Entries shown
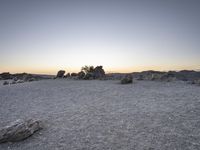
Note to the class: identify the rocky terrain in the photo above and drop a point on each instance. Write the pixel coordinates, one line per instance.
(101, 115)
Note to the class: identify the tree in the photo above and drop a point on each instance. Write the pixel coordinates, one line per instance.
(87, 69)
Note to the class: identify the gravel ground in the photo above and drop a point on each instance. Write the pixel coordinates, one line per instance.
(105, 115)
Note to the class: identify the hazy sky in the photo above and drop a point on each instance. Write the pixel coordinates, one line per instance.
(43, 36)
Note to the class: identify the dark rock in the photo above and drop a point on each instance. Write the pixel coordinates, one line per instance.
(19, 130)
(60, 74)
(67, 75)
(13, 82)
(127, 79)
(73, 74)
(98, 72)
(5, 76)
(89, 76)
(5, 83)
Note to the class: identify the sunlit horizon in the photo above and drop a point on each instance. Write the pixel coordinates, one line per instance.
(123, 36)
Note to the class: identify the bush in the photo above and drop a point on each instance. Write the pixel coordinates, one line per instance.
(127, 80)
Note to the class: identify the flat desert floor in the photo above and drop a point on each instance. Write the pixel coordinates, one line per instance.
(104, 115)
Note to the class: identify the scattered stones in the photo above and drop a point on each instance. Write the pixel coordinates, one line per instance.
(98, 72)
(67, 75)
(19, 130)
(127, 79)
(60, 74)
(13, 82)
(197, 82)
(5, 76)
(73, 74)
(20, 81)
(81, 75)
(5, 83)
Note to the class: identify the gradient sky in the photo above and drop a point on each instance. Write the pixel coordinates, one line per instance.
(43, 36)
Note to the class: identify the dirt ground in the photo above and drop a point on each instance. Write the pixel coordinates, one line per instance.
(104, 115)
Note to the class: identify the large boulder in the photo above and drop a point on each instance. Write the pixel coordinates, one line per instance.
(127, 79)
(74, 74)
(19, 130)
(60, 74)
(98, 72)
(5, 76)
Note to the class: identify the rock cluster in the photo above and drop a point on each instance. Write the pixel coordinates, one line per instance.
(60, 74)
(19, 130)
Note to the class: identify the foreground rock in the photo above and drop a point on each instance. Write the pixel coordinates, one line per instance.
(5, 83)
(19, 130)
(60, 74)
(127, 79)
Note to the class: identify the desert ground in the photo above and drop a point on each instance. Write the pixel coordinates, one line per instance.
(104, 115)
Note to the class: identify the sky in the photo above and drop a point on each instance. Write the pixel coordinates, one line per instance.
(44, 36)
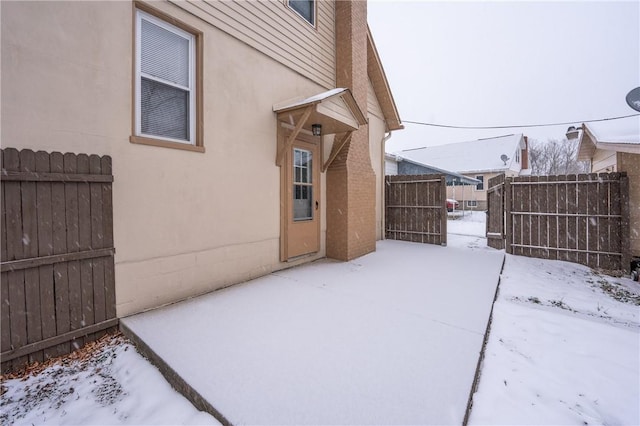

To be done
State how many of the lines above contain the string "desert", counting a match only when its case agrees. Reply with the number alone.

Exercise answer
2